> TASK PROMPT
State how many lines of the listing contain the word "each". Give only the number.

> SOURCE DATA
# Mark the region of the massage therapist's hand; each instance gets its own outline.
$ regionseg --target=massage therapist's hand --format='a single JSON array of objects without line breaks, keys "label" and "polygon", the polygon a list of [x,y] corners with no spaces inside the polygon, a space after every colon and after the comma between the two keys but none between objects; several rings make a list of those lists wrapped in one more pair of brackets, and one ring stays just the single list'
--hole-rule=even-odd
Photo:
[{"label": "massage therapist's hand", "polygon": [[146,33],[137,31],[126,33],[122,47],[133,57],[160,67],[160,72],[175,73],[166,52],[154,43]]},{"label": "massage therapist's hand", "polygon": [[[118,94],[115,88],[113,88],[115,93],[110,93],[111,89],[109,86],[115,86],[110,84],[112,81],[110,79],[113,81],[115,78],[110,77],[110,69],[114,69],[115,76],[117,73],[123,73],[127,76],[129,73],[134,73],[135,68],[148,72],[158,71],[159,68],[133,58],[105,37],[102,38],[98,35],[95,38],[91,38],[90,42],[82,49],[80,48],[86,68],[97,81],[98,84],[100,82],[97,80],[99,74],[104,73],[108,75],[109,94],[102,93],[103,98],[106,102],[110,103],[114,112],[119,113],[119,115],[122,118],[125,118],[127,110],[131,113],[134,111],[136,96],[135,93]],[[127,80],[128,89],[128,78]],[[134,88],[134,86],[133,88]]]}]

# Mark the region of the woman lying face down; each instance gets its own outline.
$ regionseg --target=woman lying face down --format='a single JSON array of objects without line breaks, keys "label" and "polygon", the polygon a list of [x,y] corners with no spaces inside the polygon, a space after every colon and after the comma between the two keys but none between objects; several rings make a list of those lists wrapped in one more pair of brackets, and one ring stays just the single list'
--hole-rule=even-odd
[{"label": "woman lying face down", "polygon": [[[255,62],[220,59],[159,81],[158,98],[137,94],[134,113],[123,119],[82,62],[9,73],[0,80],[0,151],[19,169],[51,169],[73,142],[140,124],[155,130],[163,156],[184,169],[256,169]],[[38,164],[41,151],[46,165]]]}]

> ANSWER TO THIS PROBLEM
2